▶ _Your assignment_
Examine the data line by line and report how many lines include the word "below", with no additional output.

[Dataset entries]
☆ ☆ ☆ ☆

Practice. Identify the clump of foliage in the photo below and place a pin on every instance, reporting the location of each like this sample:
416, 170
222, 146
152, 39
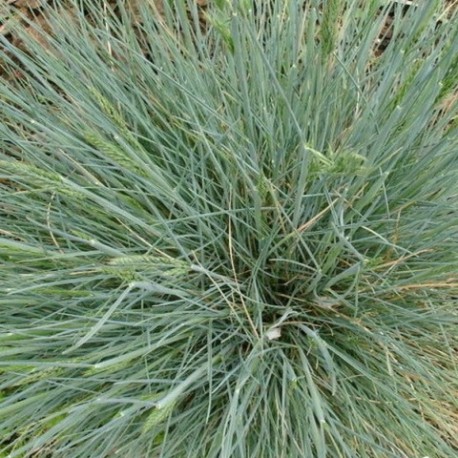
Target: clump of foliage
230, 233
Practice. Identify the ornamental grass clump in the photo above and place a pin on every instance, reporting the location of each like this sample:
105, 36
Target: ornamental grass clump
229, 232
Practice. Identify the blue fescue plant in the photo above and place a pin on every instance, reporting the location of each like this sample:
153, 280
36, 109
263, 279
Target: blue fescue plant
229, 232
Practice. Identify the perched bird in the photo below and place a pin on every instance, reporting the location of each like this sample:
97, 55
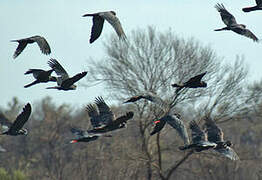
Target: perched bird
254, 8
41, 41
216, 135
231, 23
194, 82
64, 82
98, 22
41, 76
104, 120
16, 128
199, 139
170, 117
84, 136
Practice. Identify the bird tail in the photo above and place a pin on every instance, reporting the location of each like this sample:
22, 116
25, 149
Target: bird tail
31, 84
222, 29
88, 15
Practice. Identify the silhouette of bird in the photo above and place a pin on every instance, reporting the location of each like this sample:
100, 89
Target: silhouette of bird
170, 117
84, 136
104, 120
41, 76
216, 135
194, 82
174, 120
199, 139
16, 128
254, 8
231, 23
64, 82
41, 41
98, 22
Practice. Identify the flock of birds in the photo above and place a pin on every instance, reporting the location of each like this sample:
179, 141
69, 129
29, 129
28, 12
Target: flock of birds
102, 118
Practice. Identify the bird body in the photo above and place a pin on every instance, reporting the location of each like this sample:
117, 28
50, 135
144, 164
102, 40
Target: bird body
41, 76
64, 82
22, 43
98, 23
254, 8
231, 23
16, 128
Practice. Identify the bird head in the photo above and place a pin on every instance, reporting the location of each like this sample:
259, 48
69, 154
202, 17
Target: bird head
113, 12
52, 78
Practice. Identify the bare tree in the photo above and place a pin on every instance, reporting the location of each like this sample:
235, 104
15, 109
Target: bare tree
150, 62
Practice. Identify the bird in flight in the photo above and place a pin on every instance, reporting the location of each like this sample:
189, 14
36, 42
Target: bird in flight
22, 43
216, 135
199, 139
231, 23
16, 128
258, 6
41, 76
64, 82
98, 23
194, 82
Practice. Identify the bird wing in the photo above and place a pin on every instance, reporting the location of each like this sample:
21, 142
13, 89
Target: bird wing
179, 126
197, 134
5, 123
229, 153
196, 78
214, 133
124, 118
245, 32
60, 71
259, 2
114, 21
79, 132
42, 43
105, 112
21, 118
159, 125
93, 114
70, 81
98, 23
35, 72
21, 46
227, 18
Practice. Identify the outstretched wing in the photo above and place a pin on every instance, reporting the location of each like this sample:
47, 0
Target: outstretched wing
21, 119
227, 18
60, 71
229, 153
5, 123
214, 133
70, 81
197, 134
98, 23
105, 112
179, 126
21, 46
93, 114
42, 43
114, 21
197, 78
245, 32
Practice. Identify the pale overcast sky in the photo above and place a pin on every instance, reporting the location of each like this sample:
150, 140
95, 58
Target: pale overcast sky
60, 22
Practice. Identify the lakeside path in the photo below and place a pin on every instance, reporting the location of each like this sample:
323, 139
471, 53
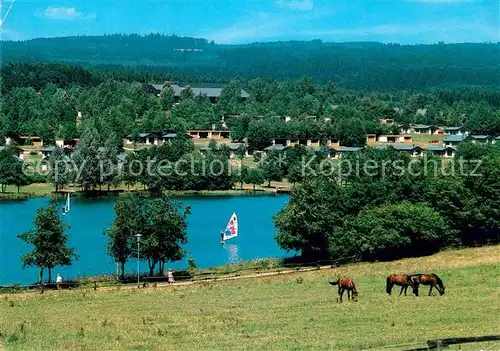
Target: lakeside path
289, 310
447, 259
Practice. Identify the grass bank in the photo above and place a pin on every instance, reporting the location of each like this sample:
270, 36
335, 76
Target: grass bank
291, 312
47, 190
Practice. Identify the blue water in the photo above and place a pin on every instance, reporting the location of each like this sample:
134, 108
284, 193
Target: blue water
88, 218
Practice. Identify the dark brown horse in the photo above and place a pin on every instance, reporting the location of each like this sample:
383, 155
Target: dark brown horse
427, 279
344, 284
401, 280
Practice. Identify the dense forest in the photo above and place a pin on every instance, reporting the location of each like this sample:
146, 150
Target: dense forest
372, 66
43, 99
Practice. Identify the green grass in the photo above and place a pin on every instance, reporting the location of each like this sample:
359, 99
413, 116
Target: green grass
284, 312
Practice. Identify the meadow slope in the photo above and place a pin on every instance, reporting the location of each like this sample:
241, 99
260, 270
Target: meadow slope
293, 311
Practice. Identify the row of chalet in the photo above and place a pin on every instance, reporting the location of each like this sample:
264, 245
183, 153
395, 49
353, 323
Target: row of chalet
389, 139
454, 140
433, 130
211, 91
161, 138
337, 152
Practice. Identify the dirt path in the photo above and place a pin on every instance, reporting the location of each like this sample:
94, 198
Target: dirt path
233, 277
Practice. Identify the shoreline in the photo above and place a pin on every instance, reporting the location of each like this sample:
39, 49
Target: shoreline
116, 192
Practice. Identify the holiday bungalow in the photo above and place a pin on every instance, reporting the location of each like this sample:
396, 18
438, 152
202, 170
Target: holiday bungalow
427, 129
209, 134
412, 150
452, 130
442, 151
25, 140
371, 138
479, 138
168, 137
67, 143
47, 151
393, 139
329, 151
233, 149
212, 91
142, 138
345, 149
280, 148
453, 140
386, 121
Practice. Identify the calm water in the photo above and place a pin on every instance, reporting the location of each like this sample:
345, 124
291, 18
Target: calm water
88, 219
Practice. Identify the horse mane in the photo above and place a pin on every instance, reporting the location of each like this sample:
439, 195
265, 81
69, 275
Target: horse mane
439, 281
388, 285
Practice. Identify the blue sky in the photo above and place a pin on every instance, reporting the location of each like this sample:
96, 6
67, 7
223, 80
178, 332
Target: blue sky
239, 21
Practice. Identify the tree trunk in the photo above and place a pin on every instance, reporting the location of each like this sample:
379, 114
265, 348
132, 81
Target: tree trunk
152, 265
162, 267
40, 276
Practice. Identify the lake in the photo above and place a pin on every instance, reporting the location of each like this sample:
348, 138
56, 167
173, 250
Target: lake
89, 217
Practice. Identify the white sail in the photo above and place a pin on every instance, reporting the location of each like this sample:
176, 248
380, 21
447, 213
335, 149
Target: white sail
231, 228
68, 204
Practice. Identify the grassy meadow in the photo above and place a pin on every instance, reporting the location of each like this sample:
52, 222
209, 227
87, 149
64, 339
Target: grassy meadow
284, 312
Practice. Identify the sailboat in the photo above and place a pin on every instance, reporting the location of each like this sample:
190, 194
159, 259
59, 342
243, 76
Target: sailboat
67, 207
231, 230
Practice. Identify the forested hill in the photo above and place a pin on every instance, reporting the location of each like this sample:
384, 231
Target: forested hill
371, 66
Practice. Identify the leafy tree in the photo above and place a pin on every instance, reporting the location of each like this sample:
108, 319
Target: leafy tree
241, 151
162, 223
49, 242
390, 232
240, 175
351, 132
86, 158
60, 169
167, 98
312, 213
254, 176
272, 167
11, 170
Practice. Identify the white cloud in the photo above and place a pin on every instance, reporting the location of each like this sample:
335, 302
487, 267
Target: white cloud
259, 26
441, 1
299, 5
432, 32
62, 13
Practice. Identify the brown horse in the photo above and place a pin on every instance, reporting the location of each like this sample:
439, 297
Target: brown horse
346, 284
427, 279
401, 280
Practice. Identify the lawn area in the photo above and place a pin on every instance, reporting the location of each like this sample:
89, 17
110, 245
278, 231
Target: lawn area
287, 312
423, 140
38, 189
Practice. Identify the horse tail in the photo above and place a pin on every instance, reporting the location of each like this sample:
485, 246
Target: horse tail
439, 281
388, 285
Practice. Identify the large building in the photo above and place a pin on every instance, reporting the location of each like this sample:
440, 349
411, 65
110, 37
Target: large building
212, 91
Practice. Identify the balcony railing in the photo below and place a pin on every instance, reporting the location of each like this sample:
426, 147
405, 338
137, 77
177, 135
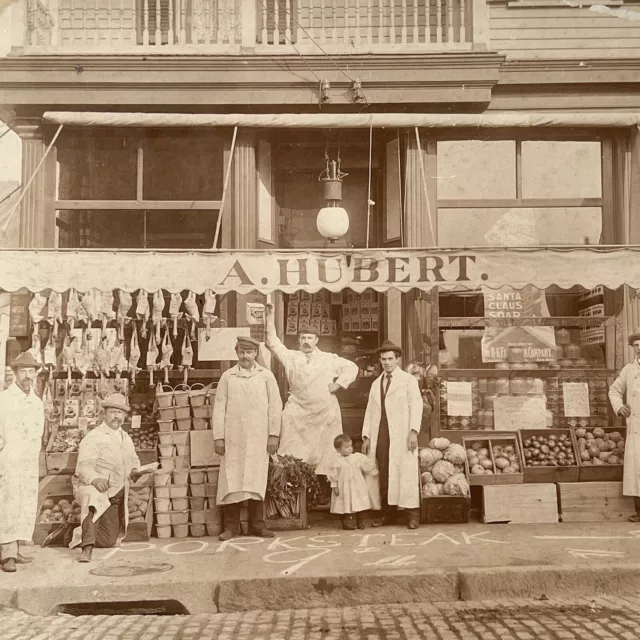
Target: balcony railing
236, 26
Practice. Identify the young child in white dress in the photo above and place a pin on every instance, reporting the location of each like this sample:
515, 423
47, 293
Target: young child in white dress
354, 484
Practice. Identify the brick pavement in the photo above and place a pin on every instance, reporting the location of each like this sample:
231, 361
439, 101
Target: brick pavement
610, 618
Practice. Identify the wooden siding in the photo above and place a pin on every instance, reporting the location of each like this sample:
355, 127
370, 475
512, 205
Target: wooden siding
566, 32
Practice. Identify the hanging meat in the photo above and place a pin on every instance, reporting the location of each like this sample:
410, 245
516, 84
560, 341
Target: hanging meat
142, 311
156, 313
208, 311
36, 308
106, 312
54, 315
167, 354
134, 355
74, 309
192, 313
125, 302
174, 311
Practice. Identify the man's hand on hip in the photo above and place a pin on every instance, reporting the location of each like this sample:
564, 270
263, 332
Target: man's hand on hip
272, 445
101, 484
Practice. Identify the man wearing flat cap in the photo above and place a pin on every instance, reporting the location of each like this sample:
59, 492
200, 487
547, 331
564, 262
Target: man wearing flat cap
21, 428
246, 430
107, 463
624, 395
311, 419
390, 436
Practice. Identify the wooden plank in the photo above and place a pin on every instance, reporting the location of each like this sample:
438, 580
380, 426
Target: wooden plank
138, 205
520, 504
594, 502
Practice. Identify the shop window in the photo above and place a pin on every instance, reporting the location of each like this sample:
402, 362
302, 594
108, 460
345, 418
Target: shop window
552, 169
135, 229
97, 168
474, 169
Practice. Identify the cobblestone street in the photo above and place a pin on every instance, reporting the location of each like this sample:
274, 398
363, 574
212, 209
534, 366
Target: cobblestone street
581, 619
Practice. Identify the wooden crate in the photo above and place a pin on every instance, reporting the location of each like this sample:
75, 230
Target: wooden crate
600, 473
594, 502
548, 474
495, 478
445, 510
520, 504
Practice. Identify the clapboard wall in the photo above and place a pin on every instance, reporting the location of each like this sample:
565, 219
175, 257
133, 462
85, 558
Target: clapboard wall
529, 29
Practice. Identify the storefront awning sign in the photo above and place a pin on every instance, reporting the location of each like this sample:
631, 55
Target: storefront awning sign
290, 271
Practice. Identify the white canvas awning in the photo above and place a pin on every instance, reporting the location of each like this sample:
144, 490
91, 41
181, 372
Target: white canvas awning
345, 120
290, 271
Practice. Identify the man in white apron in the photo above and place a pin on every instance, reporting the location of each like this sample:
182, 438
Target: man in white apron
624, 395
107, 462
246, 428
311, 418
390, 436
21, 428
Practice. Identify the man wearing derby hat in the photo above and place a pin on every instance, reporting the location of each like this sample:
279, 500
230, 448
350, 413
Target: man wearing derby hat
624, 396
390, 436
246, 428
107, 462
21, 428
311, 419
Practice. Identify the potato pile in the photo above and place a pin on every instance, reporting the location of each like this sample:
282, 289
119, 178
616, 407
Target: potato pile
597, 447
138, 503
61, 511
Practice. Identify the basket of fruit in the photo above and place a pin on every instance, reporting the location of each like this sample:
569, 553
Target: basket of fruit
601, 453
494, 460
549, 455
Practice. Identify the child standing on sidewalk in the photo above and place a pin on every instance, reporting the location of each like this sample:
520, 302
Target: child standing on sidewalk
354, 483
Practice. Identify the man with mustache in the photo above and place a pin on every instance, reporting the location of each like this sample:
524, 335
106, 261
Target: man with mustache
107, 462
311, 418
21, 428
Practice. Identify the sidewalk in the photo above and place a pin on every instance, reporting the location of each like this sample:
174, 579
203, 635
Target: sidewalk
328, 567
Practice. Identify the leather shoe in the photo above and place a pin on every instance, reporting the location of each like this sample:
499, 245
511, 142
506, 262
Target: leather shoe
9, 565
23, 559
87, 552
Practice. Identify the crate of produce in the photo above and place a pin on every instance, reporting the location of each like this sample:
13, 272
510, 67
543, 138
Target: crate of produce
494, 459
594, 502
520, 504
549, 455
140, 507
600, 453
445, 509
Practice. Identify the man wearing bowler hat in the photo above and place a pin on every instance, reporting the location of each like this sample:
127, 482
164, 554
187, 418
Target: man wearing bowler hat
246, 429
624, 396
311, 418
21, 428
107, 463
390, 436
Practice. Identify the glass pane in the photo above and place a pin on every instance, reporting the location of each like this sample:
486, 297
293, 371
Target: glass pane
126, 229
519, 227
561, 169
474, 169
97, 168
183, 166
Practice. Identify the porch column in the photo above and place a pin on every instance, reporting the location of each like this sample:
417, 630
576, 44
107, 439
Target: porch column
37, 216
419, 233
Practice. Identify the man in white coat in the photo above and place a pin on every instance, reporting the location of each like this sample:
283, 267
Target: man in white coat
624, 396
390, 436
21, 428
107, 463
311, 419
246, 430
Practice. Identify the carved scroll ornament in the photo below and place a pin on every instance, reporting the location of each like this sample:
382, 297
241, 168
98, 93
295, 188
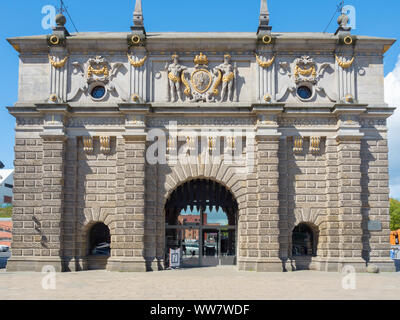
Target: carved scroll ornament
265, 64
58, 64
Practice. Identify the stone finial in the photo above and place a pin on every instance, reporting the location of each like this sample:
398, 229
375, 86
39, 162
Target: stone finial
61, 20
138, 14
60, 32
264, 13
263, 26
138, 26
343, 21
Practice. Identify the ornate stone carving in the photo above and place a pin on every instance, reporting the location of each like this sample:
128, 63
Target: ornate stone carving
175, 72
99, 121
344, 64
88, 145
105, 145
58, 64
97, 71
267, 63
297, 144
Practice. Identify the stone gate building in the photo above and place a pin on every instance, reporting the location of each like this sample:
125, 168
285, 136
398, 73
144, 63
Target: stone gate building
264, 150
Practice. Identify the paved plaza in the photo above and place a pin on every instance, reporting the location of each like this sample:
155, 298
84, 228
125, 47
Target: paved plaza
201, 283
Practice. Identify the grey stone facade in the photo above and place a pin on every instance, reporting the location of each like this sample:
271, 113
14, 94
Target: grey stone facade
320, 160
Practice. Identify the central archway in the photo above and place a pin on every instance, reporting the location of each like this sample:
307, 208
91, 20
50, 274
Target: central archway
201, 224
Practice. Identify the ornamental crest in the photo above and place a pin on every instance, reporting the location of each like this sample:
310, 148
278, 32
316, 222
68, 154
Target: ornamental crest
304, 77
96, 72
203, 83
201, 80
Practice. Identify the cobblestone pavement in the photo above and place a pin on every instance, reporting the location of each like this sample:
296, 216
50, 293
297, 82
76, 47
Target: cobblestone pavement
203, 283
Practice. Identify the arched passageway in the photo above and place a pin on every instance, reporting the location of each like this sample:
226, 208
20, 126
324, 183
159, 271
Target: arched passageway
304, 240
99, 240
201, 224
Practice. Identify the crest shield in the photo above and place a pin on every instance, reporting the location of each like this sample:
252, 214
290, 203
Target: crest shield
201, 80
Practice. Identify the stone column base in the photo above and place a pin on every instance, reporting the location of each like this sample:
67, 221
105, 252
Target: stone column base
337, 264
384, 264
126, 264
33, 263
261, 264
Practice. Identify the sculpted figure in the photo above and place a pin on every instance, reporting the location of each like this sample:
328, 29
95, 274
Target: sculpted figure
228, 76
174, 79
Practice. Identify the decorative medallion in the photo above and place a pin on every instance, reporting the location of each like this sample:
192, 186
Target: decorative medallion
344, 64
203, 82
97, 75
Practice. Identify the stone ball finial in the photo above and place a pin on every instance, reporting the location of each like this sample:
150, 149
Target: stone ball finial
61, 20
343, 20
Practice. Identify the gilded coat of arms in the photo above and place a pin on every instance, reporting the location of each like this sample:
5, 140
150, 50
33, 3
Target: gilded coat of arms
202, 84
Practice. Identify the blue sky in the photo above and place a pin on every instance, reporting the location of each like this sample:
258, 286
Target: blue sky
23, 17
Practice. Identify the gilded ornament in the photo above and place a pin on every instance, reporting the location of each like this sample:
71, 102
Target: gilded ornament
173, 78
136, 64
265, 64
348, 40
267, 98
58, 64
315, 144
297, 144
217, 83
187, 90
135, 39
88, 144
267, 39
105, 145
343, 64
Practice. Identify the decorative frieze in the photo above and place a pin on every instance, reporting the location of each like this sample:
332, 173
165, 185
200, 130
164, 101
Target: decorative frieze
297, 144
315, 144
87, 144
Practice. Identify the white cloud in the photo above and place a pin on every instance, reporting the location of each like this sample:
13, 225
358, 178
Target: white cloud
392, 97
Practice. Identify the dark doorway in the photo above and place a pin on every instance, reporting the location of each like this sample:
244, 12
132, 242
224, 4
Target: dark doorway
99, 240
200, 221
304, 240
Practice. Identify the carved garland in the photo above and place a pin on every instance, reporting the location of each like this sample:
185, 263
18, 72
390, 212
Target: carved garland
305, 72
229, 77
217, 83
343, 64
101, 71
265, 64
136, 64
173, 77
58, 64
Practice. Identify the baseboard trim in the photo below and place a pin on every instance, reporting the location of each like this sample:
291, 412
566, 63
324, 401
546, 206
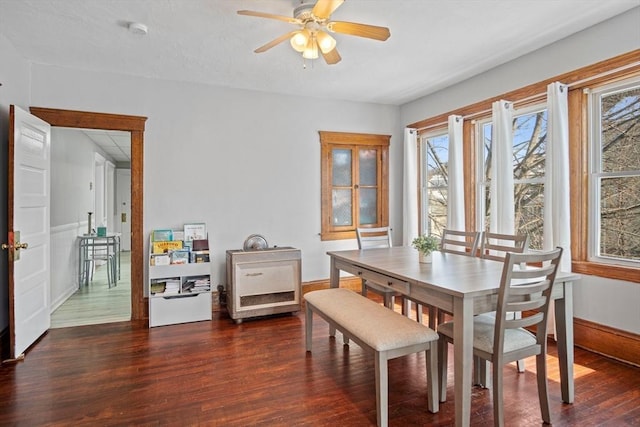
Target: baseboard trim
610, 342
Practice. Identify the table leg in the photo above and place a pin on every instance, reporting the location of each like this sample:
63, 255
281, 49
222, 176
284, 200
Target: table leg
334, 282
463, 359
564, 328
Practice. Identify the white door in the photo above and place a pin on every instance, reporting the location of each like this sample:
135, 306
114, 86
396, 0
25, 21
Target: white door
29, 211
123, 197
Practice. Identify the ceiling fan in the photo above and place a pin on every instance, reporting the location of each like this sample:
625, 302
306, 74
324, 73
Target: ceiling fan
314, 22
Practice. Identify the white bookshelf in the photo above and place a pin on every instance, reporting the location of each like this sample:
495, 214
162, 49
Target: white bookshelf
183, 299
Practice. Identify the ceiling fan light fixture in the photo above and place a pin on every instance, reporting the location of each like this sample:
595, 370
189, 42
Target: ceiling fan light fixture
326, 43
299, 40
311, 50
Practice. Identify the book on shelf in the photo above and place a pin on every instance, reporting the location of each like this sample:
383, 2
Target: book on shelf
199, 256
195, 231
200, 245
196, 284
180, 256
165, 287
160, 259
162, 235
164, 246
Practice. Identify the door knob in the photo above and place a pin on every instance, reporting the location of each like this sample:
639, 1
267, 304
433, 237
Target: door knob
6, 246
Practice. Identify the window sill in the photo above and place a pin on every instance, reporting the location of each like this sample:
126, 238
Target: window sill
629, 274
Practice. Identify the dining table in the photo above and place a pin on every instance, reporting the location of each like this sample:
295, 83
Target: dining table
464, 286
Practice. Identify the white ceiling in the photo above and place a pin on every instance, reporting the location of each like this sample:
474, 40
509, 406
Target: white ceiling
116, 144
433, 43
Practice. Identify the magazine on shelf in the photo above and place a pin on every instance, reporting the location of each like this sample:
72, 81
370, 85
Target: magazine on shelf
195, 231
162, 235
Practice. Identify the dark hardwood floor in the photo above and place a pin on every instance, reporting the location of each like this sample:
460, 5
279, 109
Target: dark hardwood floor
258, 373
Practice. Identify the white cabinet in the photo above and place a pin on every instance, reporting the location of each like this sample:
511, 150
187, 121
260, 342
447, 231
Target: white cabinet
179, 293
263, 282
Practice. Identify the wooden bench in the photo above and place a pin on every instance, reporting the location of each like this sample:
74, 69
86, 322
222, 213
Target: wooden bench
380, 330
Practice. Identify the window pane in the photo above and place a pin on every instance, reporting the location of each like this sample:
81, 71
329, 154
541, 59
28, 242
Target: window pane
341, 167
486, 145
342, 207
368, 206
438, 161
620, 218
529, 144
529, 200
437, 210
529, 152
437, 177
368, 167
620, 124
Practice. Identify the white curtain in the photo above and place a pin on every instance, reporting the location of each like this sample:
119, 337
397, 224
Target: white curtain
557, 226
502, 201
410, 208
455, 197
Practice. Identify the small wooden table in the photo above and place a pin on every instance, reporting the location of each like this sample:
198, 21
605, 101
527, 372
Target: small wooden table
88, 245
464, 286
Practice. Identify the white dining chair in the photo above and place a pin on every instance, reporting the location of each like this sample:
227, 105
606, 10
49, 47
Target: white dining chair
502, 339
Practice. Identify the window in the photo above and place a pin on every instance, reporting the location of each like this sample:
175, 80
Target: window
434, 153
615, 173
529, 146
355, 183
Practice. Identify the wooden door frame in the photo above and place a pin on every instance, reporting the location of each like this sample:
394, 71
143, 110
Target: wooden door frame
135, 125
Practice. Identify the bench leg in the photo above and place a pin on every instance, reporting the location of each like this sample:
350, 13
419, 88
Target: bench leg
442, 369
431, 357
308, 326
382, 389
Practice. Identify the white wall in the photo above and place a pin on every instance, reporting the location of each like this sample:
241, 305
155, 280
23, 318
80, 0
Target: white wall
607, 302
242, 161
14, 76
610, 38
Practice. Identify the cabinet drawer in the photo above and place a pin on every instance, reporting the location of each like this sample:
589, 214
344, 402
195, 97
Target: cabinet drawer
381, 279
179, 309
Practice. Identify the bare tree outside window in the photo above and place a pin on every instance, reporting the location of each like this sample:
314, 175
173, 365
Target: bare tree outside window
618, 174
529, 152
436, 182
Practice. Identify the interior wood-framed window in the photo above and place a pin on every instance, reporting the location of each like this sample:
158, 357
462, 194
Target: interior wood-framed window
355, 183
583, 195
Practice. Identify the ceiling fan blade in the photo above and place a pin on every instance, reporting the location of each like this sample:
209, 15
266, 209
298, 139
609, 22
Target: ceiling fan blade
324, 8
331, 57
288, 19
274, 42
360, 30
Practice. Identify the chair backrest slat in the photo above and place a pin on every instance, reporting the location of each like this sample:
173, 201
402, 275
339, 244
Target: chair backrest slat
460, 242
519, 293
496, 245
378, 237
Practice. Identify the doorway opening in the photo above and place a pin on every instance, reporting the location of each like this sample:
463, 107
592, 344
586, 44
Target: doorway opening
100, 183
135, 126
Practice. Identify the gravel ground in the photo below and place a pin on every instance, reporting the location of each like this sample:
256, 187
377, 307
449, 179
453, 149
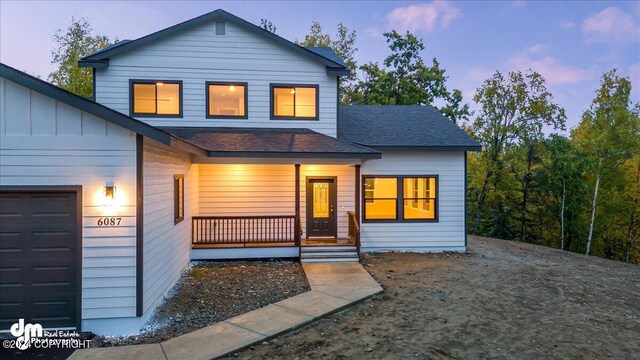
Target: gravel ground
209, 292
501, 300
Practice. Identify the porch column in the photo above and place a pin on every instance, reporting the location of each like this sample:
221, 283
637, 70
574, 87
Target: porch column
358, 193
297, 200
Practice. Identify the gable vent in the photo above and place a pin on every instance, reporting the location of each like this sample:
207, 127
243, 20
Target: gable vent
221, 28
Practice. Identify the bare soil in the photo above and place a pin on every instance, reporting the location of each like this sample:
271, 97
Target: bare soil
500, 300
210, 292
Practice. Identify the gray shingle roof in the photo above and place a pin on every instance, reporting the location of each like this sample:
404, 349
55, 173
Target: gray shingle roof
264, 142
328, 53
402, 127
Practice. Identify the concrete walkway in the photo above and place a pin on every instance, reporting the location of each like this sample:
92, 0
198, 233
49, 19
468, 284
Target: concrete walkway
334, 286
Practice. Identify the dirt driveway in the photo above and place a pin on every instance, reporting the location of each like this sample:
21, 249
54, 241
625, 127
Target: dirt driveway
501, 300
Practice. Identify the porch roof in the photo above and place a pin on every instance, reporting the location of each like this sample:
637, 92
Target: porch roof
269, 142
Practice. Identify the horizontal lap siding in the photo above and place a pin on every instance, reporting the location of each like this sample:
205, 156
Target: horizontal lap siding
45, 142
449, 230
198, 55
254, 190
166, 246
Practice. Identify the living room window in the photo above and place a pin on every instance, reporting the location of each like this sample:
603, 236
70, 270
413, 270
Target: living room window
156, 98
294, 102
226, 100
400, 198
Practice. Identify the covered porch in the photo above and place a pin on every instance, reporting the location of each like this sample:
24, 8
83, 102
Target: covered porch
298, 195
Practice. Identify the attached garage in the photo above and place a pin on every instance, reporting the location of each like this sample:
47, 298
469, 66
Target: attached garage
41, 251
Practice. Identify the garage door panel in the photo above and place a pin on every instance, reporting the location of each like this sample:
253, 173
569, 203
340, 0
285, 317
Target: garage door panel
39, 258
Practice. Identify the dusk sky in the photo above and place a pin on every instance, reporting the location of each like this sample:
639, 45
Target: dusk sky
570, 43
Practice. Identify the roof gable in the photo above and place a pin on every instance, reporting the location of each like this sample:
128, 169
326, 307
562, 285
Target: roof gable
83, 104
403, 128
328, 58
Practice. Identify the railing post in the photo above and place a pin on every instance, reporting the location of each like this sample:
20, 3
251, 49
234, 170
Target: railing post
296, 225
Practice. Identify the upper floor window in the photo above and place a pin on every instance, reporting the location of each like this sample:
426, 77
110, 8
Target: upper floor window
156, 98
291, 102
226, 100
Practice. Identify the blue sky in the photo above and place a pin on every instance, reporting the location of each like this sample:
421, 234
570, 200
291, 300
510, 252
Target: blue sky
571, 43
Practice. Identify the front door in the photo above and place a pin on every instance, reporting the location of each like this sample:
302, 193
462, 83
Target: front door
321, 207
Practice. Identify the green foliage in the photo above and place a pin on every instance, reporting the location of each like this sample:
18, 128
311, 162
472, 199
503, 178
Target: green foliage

☆ ☆ ☆ ☆

▶ _Finished task_
7